§ GOAL: Gather every line from the records below that contains the word "putter", and copy each one out. Treat uppercase and lowercase letters as different.

§ RECORDS PROVIDED:
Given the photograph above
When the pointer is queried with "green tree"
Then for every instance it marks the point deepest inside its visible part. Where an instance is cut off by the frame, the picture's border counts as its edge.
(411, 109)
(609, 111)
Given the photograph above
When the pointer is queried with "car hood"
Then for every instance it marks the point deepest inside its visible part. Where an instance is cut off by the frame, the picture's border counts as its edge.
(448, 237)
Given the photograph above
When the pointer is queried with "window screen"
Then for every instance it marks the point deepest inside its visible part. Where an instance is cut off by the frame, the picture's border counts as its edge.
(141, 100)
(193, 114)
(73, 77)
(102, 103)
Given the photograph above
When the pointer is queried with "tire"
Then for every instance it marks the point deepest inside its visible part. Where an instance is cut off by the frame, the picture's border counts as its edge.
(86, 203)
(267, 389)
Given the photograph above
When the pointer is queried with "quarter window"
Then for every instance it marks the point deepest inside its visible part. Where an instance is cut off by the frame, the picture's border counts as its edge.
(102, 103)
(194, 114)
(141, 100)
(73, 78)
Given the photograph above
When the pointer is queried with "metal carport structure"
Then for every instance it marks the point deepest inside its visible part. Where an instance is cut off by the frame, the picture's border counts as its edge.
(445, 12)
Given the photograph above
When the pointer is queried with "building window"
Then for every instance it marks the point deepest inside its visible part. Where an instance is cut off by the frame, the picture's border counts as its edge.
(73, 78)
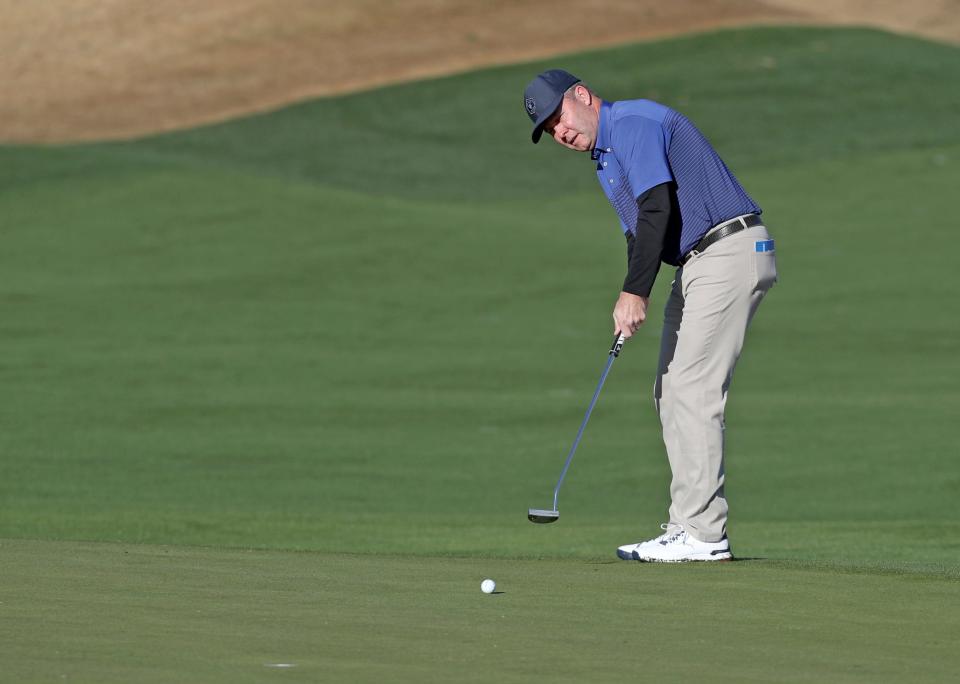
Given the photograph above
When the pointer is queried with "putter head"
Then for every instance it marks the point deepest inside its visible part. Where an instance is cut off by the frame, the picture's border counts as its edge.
(542, 517)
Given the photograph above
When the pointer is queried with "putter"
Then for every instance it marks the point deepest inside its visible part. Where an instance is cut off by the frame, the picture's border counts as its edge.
(541, 516)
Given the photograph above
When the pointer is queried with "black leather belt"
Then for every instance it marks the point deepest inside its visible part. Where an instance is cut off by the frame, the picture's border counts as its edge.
(722, 231)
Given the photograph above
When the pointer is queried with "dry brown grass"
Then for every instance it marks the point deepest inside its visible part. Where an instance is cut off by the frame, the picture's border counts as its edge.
(103, 69)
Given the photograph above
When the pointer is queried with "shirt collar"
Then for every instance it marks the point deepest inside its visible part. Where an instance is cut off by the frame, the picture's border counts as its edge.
(604, 130)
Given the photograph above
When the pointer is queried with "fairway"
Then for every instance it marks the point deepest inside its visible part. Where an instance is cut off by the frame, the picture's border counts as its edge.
(281, 390)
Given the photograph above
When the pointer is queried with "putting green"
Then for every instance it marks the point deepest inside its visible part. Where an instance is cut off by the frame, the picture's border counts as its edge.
(120, 613)
(350, 327)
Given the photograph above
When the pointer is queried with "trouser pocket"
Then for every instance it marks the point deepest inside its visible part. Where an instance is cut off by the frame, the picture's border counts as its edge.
(764, 264)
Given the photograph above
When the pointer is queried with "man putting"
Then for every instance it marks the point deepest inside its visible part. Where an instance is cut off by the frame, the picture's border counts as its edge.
(677, 203)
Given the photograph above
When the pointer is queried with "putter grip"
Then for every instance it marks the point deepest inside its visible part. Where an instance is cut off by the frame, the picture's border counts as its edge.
(617, 345)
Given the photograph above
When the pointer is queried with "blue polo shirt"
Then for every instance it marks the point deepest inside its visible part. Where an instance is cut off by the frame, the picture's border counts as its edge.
(641, 144)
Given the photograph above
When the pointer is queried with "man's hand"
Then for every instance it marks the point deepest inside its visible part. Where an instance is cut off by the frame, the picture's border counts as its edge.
(629, 314)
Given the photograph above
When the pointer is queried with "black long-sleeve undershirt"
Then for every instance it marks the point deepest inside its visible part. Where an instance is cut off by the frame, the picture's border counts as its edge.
(658, 226)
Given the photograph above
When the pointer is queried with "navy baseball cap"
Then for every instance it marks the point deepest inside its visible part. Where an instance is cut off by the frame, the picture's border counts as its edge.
(543, 96)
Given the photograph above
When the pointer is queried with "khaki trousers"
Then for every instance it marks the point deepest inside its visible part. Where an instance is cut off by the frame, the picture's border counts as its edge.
(713, 298)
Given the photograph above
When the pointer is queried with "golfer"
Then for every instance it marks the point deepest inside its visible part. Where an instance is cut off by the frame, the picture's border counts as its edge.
(679, 204)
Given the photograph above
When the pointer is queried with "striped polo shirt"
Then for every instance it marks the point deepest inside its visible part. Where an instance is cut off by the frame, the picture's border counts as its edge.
(641, 144)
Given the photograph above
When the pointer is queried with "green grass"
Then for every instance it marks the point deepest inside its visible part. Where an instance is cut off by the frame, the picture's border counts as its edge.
(370, 325)
(160, 614)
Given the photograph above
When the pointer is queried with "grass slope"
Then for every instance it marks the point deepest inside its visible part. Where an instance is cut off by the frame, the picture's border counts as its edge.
(371, 324)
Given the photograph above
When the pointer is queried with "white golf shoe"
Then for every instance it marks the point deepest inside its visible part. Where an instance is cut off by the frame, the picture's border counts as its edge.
(678, 546)
(628, 551)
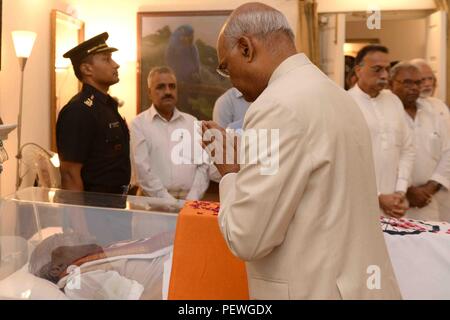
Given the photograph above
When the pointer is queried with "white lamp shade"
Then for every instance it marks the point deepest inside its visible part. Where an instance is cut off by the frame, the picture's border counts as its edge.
(55, 160)
(23, 42)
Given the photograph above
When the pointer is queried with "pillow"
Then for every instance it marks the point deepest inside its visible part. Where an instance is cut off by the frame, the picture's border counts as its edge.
(24, 285)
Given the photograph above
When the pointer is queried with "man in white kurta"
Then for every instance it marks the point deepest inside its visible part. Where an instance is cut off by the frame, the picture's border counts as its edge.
(392, 139)
(427, 89)
(431, 173)
(155, 134)
(308, 230)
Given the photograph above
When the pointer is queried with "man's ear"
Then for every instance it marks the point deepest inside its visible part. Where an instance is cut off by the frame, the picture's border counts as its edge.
(86, 69)
(357, 70)
(246, 48)
(390, 84)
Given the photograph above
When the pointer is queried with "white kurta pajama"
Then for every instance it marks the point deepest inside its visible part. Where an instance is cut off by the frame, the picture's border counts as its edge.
(443, 196)
(152, 145)
(392, 139)
(432, 141)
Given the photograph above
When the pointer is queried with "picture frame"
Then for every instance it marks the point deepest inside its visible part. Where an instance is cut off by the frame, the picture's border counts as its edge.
(1, 22)
(186, 42)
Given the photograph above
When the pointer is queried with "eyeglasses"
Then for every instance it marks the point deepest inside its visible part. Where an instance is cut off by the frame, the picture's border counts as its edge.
(379, 69)
(410, 83)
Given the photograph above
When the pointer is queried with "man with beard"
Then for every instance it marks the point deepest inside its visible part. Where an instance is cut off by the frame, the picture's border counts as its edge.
(392, 139)
(431, 173)
(152, 134)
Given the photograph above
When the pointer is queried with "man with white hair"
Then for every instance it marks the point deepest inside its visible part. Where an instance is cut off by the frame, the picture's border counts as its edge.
(428, 87)
(152, 141)
(308, 230)
(392, 139)
(431, 173)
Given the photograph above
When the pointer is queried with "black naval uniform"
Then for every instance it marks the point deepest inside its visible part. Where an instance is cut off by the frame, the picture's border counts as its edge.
(91, 131)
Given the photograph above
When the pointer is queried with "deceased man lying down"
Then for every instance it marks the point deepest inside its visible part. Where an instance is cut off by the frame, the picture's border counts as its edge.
(83, 270)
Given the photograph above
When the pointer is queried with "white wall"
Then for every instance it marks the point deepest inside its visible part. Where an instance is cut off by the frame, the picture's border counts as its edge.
(363, 5)
(118, 18)
(406, 39)
(31, 15)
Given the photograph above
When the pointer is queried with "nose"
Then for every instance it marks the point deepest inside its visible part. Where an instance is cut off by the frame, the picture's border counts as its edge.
(384, 74)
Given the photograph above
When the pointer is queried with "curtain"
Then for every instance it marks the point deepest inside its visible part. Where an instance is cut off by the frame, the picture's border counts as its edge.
(308, 30)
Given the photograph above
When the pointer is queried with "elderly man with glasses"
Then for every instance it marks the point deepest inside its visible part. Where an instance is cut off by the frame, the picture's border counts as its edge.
(392, 139)
(431, 172)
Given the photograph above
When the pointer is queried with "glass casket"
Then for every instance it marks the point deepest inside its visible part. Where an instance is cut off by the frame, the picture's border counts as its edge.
(58, 244)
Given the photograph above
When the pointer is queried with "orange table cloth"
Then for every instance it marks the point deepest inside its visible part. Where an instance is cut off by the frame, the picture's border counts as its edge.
(203, 267)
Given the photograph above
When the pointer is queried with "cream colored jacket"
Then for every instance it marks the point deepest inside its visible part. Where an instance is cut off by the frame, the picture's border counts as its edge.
(310, 231)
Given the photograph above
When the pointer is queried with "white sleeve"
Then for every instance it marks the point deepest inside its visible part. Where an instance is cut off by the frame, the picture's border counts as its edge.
(407, 156)
(222, 112)
(146, 178)
(442, 171)
(200, 184)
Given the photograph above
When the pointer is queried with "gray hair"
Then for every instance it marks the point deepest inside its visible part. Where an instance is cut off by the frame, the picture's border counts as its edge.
(401, 66)
(259, 23)
(42, 254)
(158, 70)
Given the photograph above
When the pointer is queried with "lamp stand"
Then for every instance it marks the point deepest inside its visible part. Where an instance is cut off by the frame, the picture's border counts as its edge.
(22, 63)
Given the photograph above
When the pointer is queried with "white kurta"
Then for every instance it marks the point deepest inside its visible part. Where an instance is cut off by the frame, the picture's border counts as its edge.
(392, 139)
(152, 145)
(432, 141)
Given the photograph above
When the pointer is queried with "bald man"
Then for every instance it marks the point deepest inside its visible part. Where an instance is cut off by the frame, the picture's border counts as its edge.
(310, 229)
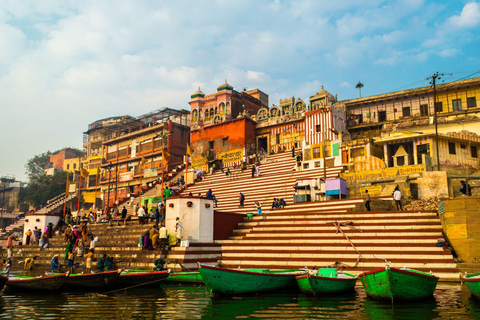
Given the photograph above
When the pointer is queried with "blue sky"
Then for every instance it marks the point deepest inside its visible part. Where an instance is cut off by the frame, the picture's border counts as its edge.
(65, 64)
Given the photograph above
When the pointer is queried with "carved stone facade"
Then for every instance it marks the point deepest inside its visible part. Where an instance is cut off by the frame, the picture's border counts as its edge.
(224, 105)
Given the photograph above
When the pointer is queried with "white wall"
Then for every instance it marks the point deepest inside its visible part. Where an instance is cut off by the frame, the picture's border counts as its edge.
(197, 220)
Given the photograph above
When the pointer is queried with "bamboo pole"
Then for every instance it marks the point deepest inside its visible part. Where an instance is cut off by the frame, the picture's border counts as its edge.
(95, 198)
(66, 195)
(79, 194)
(141, 176)
(186, 173)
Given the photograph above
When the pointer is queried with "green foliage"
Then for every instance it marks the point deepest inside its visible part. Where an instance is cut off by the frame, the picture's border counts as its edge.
(44, 188)
(35, 166)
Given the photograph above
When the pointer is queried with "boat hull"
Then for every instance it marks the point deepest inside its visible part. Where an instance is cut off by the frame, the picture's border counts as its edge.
(3, 280)
(229, 281)
(185, 277)
(37, 283)
(398, 284)
(93, 280)
(325, 285)
(473, 284)
(137, 277)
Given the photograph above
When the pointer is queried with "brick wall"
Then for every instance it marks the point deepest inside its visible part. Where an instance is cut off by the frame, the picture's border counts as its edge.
(461, 224)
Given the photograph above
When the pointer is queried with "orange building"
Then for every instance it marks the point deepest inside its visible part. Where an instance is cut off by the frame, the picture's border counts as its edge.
(221, 126)
(226, 104)
(228, 142)
(57, 160)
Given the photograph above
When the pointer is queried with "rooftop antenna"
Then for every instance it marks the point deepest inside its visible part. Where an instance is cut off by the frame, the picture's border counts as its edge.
(359, 86)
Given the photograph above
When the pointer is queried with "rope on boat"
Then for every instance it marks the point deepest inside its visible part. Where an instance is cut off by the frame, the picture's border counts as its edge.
(349, 224)
(137, 285)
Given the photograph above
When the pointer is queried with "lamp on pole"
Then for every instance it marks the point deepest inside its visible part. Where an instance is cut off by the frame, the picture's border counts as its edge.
(434, 77)
(359, 86)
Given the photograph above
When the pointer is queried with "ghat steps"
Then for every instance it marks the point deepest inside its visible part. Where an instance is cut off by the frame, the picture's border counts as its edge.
(288, 240)
(120, 242)
(303, 234)
(277, 179)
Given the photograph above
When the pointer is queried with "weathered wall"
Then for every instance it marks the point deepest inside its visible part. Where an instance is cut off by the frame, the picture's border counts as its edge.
(461, 224)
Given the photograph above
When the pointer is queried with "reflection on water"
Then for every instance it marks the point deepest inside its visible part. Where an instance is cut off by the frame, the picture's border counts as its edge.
(195, 302)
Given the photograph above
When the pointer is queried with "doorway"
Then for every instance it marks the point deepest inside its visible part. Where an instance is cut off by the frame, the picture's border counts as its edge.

§ EXERCISE ANSWER:
When the pointer is queried with "putter head"
When the pointer is queried with "putter"
When the pointer is queried with "putter grip"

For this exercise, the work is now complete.